O que fazer:
(1) Você pode transcrever, sem nenhuma alteração, todo o trecho da entrevista sobre irradiação de alimentos que vai de "Com essas vantagens, as" até "um irradiador multipropósito."?
(2) Organize em uma lista JSON de strings, com um item por linha e sem as linhas em branco, apenas as linhas das entradas que vão daquela que contém "Objective — one point per instance of the man in" até o fim das entradas, incluindo a primeira e a última.

O site Petronotícias publicou entrevista com a respeitadíssima e premiada física Patrícia Wieland, uma profunda conhecedora do emprego da energia nuclear em suas várias vertentes. Ela foi convidada a falar um pouco sobre uma atividade que poucos conhecem no país, mas que é de fundamental importância para a preservação de alimentos em toda sua cadeia. Dados das Nações Unidas indicam que a falta de irradiação nuclear provoca a perda e o desperdício de 12% da produção na fase pós-colheita na América Latina. É um número quase alarmante, se considerarmos em volumes de toneladas. Não há dados exatos sobre o Brasil, mas sabe-se que a quantidade perdida de alimentos é muito alta. Patrícia revela ainda que já se pode contar com equipamentos modernos para irradiação que utilizam a eletricidade para produzir feixes de elétrons e raios-X. Essa tecnologia não depende de uma fonte radioativa de cobalto-60, que é cara, escassa e tem um transporte complexo. Vamos, então, à entrevista:
O que é a irradiação de alimentos e qual é a sua importância?
Dentre as várias técnicas de conservação de alimentos, o tratamento de alimentos com radiação chama a atenção pela simplicidade, eficiência e a capacidade de tratar grandes volumes em pouco tempo. Além disso, evita a adição de produtos químicos. A irradiação de alimentos é uma técnica conhecida há décadas para reduzir patógenos nos alimentos, retardar processos naturais fisiológicos, desinfestar insetos e garantir a segurança fitossanitária para exportação.
Com essas vantagens, as perdas e o desperdício de alimentos é reduzido, pois o alimento pode ser armazenado por mais tempo. O processo é limpo e seguro e os alimentos são expostos à radiação ionizante na sua embalagem final. Os alimentos tratados com radiação são naturais, saudáveis e permanecem frescos por mais tempo.
Onde e em que tipo de produção ela pode ser exercida?
Qualquer região do Brasil tem potencial para se beneficiar do tratamento de alimentos com radiação, podendo complementar o tratamento de produtos sazonais com outros não-sazonais e usar o irradiador não somente para alimentos, mas também outros produtos do setor agropecuário como rações e flores. Um dos trabalhos de consultoria que realizei para o Ministério da Agricultura, Pecuária e Abastecimento (Mapa) inclui um relatório sobre os requisitos para instalação de um irradiador multipropósito.
A escolha de local próximo à demanda ou no trajeto do seu escoamento irá contribuir para que o irradiador tenha pleno uso ao longo. Entretanto, para grandes produtores de frutas ou de proteína animal, já se justificaria um irradiador de grande porte conectado à própria linha de produção.
Como o Brasil se posiciona neste mercado? Qual é o tamanho dele?
A área de irradiação de alimentos começou há muitos anos no país e o Brasil tem capacidade técnica para evoluir e entrar no circuito mundial de exportação de alimentos tratados com radiação. Essa modalidade no Brasil ainda não é uma realidade sendo aplicada em pequena escala em irradiadores comerciais multipropósitos. Entretanto, temos centros de pesquisa de excelência com experiência em irradiação de alimento, como a Embrapa, o Centro de Energia Nuclear na Agricultura (Cena) e o Instituto de Pesquisas Energéticas e Nucleares (Ipen/Cnen), entre outros.

Conjunto de dados:
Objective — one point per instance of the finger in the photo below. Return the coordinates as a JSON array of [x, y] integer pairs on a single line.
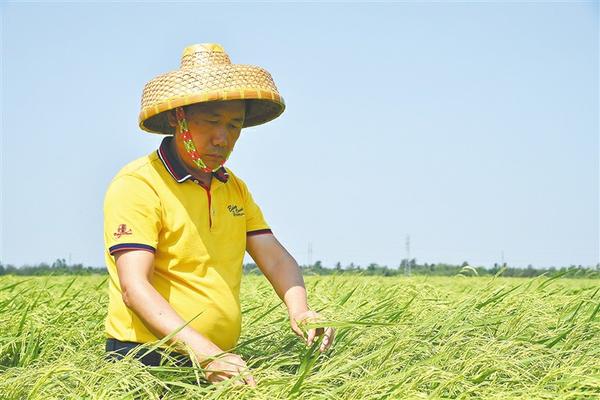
[[299, 332], [327, 339], [311, 336], [250, 381]]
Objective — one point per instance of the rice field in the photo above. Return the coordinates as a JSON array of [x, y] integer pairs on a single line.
[[418, 338]]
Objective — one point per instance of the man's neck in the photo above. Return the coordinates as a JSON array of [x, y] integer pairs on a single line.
[[204, 177]]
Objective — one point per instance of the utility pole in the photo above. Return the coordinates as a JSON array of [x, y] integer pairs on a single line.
[[407, 266]]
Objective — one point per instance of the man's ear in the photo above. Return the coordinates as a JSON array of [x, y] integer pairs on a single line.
[[172, 118]]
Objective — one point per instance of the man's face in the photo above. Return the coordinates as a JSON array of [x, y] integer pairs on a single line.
[[214, 127]]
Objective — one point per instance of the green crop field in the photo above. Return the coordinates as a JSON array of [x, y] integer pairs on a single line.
[[420, 337]]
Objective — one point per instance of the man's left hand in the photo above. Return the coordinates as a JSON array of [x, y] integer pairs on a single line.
[[312, 316]]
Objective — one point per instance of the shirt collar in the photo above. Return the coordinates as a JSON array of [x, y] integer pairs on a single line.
[[174, 166]]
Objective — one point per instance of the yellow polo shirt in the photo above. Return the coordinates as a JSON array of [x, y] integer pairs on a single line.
[[198, 237]]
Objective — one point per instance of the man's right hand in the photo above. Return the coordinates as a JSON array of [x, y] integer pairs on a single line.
[[228, 366]]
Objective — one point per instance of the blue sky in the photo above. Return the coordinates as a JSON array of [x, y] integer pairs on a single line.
[[471, 127]]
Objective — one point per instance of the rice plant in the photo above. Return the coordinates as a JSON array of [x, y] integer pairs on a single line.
[[421, 337]]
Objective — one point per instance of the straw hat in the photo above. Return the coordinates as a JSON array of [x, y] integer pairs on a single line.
[[206, 74]]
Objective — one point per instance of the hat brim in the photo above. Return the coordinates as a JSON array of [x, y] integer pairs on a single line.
[[217, 83], [263, 106]]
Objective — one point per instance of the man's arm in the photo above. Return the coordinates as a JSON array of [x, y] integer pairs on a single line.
[[135, 269], [285, 276]]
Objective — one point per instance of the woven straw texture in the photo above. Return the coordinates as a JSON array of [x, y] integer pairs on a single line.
[[206, 74]]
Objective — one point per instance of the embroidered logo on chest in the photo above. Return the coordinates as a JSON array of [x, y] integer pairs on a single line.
[[235, 210], [122, 230]]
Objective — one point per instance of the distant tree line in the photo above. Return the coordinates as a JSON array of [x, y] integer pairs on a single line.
[[406, 267], [411, 267]]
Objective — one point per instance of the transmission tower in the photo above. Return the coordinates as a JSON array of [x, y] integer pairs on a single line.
[[407, 265]]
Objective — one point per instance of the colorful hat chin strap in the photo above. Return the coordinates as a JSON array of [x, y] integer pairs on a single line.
[[189, 143]]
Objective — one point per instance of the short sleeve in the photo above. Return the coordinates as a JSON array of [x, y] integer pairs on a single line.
[[132, 215], [255, 221]]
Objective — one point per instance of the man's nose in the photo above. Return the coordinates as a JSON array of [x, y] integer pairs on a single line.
[[220, 137]]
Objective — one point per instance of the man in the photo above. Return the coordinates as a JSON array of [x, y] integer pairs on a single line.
[[177, 222]]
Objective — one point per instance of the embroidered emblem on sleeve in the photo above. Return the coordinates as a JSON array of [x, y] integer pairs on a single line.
[[122, 230], [235, 210]]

Respostas por tarefa:
(1)
Com essas vantagens, as perdas e o desperdício de alimentos é reduzido, pois o alimento pode ser armazenado por mais tempo. O processo é limpo e seguro e os alimentos são expostos à radiação ionizante na sua embalagem final. Os alimentos tratados com radiação são naturais, saudáveis e permanecem frescos por mais tempo.
Onde e em que tipo de produção ela pode ser exercida?
Qualquer região do Brasil tem potencial para se beneficiar do tratamento de alimentos com radiação, podendo complementar o tratamento de produtos sazonais com outros não-sazonais e usar o irradiador não somente para alimentos, mas também outros produtos do setor agropecuário como rações e flores. Um dos trabalhos de consultoria que realizei para o Ministério da Agricultura, Pecuária e Abastecimento (Mapa) inclui um relatório sobre os requisitos para instalação de um irradiador multipropósito.

(2)
[
  "Objective — one point per instance of the man in the photo above. Return the coordinates as a JSON array of [x, y] integer pairs on a single line.",
  "[[177, 222]]",
  "Objective — one point per instance of the embroidered emblem on sleeve in the photo above. Return the coordinates as a JSON array of [x, y] integer pairs on a single line.",
  "[[122, 230], [235, 210]]"
]